Testo fornito
════════

Appare evidente
che ha vinto l’astuta strategia di Berlusconi, mentre gli altri (chi
più chi meno) si sono rivelati o confermati dei dilettanti allo
sbaraglio. La rielezione di Giorgio Napolitano alla presidenza della
Repubblica è il risultato “machiavellico” di un accordo consociativo, o
“inciucio”, raggiunto tra PD e PDL per la costituzione di un
supergoverno in perfetta continuità con le politiche seguite negli
ultimi tempi, in modo particolare con le direttive impopolari ed
antipopolari imposte dall’UE al proconsole Monti.
Siamo stati ancora una volta tratti in inganno nel momento in cui hanno
condotto il quadro politico dove volevano: le larghe intese, il
ricompattamento della vecchia politica e della borghesia al fine di
resistere alle istanze sociali che emergono con forza dal paese.
D’Alema è stato il diversivo (aspettatelo ministro), Renzi è stato il
supporter di D’Alema.
Hanno lasciato Bersani a fare da “testa di turco” (o “capro
espiatorio”) mentre facevano maturare questa soluzione. Non poteva
essere il grillismo il fattore in grado di provocare un cedimento
risolutivo del quadro di potere, né era quello che Grillo voleva in
realtà.
Ma c’è un ma: la crisi. Un paese che perde migliaia di posti di lavoro
a settimana, una miseria che va approfondendosi nel corpo vivo del
paese, due generazioni senza futuro, la debacle dell'industria, il
debito pubblico, ecc. Se questa operazione presuppone una prova di
forza della borghesia per tenere il potere, allora è un suicidio per
loro, un suicidio un po’ più diluito, perché il quadro sociale non
regge più il peso della crisi e la politica appare sempre più come
dominio, prepotenza, imposizione degli interessi delle banche ad un
popolo stremato da tasse, disoccupazione e miseria.

════════

Materiale estratto
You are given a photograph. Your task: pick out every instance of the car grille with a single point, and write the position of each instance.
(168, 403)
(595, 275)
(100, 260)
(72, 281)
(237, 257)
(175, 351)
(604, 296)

════════

Nel commento sulla rielezione di Giorgio Napolitano, chi viene indicato come il supporter di D'Alema?

Il risultato
Renzi.